SUPERIOR COURT OF NEW JERSEY APPELLATE DIVISION


February 9, 2012

STATE OF NEW JERSEY, PLAINTIFF-RESPONDENT,
v.
RONALD ALLEN, DEFENDANT-APPELLANT.

On appeal from Superior Court of New Jersey, Law Division, Essex County, Indictment No. 95-06-2229.

Per curiam.

NOT FOR PUBLICATION WITHOUT THE APPROVAL OF THE APPELLATE DIVISION

Submitted December 7, 2011

Before Judges Fuentes and Koblitz.

Defendant appeals from the February 18, 2010 order denying his motion for post conviction relief (PCR) on the merits. Defendant was indicted in Essex County, Indictment No. 95-06- 2229, for two counts of carjacking, N.J.S.A. 2C:15-2 and 2C:2-6, and various other charges stemming from an April 18, 1995 armed carjacking of two people in Newark. On January 18, 1996, defendant was sentenced in federal court to 180 months in prison for an unrelated carjacking. After a hung jury, defendant pled guilty on June 3, 1996, to every count in Indictment 95-06-2229. Although the State made no plea agreement with defendant, the judge promised him a sentence of no more than fifteen years with a parole ineligibility of seven and one-half years to run concurrent to the federal sentence he was already serving. As defendant was unable to read, defense counsel read the plea form containing the judge's promise to defendant. The judge explained to defendant that if the sentence was any greater, defendant would have the right to withdraw his plea and proceed to a second trial. The judge imposed the maximum sentence under the agreement on June 21, 1996.

◆ What you are asked to do: Decide whether each statement agrees with the appellate opinion, answering yes or no and quoting the words of the opinion that settle it. 1. The State offered the defendant a plea agreement. 2. Defense counsel read the plea form to the defendant. 3. The defendant pled guilty before any trial had taken place. The rows come from a separate source unrelated to the appellate opinion.

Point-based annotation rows
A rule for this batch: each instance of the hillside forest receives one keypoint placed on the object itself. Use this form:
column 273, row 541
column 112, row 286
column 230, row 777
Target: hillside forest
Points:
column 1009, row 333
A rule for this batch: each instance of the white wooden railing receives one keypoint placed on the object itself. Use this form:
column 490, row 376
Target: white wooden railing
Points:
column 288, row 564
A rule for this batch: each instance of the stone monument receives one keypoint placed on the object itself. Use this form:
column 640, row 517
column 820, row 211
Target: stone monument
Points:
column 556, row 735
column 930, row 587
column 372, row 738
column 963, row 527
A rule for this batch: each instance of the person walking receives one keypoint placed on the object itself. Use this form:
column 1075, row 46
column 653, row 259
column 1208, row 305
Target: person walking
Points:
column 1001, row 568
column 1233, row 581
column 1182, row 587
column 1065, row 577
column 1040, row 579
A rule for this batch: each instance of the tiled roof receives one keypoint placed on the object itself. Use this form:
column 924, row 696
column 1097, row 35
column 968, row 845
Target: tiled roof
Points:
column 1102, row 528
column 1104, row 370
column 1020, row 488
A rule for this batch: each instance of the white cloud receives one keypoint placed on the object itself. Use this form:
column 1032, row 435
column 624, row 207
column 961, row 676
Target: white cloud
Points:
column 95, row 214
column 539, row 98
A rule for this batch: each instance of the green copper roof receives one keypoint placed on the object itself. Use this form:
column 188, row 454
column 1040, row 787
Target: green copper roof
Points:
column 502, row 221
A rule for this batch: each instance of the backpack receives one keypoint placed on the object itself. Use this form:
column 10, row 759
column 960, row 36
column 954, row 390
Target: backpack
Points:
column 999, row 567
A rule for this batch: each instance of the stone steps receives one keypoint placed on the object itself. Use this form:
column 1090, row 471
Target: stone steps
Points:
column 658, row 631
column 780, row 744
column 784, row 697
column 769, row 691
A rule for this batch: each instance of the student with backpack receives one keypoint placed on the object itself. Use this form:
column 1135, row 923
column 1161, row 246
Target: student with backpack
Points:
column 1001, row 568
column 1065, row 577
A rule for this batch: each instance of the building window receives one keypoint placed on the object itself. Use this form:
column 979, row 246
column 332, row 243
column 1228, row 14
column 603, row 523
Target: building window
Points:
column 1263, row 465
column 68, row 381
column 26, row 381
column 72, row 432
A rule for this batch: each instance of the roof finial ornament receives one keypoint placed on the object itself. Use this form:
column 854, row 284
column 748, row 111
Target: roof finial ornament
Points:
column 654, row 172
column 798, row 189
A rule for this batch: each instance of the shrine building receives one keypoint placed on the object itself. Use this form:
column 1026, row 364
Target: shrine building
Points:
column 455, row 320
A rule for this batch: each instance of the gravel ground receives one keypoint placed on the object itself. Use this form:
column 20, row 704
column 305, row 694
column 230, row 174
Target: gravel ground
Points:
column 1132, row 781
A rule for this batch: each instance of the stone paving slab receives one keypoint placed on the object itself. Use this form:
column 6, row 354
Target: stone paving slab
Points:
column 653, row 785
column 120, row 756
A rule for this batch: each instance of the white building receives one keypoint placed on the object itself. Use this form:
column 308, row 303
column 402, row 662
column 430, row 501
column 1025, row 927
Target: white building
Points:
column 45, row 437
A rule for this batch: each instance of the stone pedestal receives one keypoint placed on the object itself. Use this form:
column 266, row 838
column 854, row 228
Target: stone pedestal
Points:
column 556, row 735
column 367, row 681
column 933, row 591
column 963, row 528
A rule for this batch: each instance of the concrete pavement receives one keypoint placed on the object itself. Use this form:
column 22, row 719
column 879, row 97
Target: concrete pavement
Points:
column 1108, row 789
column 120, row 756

◆ Answer to the exercise:
1. No: "Although the State made no plea agreement with defendant"
2. Yes: "As defendant was unable to read, defense counsel read the plea form containing the judge's promise to defendant."
3. No: "After a hung jury, defendant pled guilty on June 3, 1996"